§ **What you should do**: Below is a set of entries. Reproduce exactly the lines from the one containing "Task: indicate the woman's right" through the end, both included.

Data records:
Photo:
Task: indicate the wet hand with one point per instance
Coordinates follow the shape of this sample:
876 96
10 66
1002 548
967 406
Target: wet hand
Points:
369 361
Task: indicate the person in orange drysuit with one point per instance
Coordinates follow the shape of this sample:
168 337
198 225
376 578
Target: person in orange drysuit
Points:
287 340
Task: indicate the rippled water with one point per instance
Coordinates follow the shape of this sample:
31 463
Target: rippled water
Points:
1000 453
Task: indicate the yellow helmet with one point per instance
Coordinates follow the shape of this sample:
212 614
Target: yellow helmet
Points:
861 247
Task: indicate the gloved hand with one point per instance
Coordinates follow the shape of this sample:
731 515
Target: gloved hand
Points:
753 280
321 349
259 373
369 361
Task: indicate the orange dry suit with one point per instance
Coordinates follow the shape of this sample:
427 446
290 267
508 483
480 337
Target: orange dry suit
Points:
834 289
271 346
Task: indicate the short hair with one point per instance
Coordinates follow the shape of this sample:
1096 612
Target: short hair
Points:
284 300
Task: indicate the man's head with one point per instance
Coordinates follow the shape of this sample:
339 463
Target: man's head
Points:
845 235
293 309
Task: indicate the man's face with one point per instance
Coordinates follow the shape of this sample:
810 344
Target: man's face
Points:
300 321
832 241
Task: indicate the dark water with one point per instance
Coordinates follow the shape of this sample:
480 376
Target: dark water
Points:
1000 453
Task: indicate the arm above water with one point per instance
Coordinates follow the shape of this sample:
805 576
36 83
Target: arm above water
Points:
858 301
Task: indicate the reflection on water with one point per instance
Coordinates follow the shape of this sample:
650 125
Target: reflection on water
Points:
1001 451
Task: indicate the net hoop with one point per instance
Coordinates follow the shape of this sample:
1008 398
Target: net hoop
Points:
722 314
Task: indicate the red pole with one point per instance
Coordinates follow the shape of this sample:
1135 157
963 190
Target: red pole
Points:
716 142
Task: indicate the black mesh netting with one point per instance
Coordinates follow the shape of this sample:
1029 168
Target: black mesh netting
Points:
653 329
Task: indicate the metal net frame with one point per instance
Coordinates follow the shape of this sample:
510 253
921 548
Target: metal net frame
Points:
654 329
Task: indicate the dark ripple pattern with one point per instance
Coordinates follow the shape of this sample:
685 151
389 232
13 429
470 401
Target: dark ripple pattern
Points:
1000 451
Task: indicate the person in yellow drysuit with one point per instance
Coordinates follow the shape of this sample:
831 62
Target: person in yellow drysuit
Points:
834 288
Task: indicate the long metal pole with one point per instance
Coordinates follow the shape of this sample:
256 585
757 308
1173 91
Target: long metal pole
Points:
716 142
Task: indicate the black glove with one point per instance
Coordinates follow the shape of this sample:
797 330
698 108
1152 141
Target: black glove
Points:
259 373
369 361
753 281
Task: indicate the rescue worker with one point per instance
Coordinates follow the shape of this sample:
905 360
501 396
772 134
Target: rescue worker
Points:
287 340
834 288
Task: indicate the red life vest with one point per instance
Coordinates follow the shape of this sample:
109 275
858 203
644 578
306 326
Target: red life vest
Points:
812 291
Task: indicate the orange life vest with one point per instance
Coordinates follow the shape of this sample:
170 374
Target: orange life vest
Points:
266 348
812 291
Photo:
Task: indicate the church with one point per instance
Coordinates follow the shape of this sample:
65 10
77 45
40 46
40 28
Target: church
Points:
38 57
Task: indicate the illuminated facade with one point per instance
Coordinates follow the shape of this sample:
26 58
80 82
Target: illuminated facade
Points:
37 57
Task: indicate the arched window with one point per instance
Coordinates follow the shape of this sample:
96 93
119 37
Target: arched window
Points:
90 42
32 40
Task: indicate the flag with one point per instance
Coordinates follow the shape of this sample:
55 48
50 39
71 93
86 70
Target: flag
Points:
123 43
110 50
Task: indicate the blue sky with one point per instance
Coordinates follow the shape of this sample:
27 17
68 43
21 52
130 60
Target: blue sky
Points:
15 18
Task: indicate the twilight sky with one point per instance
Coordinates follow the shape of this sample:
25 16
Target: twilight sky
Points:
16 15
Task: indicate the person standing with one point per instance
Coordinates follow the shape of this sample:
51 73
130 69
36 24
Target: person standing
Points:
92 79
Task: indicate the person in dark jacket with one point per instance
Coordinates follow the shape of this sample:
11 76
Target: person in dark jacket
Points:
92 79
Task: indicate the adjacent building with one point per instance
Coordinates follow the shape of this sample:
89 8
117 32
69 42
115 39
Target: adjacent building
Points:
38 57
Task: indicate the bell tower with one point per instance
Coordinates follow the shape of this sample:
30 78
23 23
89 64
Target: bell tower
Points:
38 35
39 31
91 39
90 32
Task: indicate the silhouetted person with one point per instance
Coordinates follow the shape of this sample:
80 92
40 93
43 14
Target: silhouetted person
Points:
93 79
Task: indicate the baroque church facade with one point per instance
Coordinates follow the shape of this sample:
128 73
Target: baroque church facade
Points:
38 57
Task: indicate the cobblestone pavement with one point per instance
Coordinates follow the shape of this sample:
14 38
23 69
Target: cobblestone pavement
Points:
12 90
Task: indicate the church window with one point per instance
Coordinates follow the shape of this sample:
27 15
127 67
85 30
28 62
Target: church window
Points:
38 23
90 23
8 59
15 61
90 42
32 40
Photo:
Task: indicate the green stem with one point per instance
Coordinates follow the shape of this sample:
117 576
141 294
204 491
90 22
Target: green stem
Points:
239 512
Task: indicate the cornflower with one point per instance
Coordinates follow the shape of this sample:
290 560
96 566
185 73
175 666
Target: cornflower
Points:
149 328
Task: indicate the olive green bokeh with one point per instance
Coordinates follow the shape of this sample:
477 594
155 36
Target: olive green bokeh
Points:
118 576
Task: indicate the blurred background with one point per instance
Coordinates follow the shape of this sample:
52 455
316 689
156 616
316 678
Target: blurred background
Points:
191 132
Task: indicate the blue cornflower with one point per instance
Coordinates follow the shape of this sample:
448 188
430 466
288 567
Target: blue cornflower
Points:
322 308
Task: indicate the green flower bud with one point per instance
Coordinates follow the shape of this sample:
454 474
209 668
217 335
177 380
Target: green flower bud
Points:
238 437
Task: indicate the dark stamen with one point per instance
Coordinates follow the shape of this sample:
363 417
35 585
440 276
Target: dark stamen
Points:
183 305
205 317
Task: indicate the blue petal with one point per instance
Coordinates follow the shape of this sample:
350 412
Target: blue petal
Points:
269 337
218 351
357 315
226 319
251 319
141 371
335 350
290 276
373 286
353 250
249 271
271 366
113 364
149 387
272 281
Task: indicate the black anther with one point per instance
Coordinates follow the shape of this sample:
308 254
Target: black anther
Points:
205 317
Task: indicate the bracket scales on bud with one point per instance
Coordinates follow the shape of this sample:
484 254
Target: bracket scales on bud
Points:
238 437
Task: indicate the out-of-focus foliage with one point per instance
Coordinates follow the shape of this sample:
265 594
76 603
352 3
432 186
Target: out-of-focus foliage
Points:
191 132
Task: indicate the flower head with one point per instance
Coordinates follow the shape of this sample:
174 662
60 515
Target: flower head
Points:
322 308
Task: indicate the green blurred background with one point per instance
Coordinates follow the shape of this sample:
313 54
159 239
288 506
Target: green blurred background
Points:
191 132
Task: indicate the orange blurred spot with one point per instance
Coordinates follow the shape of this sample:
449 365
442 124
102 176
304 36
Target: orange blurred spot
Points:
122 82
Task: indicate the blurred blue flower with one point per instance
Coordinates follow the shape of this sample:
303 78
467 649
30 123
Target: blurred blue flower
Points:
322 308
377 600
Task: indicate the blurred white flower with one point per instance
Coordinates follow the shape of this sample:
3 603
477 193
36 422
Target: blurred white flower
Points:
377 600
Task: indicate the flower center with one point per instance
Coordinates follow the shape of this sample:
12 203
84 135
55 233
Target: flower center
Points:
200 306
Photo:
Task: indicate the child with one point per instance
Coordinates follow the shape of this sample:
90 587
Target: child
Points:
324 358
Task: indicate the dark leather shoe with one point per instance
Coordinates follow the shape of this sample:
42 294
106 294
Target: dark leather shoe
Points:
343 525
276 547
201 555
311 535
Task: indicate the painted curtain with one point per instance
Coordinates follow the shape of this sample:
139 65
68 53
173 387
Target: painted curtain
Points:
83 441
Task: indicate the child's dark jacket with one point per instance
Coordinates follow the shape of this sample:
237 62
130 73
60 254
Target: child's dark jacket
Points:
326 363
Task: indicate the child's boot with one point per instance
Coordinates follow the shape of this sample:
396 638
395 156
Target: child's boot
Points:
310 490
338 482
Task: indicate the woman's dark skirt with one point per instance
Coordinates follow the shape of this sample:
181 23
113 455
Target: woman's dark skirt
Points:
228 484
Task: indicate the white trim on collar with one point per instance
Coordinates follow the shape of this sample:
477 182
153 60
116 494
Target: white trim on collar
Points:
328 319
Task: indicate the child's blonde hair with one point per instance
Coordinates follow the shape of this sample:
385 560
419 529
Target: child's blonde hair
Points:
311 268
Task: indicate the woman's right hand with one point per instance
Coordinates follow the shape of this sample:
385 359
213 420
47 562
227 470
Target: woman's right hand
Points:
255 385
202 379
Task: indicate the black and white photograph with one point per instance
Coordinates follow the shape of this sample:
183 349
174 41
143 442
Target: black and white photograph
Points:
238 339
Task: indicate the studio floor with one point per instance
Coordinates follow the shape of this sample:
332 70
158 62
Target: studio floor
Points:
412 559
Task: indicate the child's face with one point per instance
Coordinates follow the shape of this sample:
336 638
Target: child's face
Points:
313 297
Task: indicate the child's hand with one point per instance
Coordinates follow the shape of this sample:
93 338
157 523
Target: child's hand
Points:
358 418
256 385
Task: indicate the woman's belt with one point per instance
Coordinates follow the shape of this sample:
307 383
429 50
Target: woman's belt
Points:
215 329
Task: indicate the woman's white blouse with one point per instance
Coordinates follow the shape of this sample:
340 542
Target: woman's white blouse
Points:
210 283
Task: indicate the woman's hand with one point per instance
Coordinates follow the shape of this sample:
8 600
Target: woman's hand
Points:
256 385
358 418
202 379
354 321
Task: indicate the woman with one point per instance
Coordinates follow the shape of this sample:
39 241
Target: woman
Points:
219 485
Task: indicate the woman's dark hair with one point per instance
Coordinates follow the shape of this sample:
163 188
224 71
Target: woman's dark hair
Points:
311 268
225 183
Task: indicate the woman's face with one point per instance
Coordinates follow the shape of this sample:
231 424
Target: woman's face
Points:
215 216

§ **Completed task**:
Task: indicate the woman's right hand with one point per instance
Coordinates follow the shape of this sample:
385 359
213 420
47 562
227 470
Target: woman's right hand
Points:
255 385
202 379
Task: indicate the black and white photograph with one point per instance
Coordinates follow the shape of this sample:
183 349
174 41
143 442
Target: black and white photograph
Points:
238 339
Task: indicate the studio floor with one point per instance
Coordinates follow the shape of this sample:
332 70
158 62
Target: studio floor
Points:
412 559
Task: indicate the child's face with one point per instance
Coordinates follow the shape of this sample:
336 638
Target: child's face
Points:
313 297
Task: indicate the child's hand with one point per instance
Coordinates follow the shape of this sample:
93 338
157 523
Target: child's hand
Points:
358 418
256 385
Task: indicate the woman's belt with one point per instance
Coordinates follow the shape of this sample:
307 383
429 50
Target: woman's belt
Points:
215 329
Task: indicate the woman's white blouse with one point per instance
Coordinates follow the shape of this sample:
340 542
Target: woman's white blouse
Points:
210 283
Task: indicate the woman's hand with one point per instance
Coordinates follow the shape of this sample:
8 600
Target: woman's hand
Points:
256 385
358 418
202 379
354 321
Task: indicate the woman with one point per instance
Coordinates follow the shape of this sample:
39 241
Target: woman
Points:
219 485
Task: indicate the woman's dark hair with one point per instance
Coordinates follow the shape of this sample:
163 188
224 71
Target: woman's dark hair
Points:
311 268
225 183
Task: indicate the woman's face with one point per instance
Coordinates follow the shape of this sample:
231 424
Target: woman's face
Points:
215 216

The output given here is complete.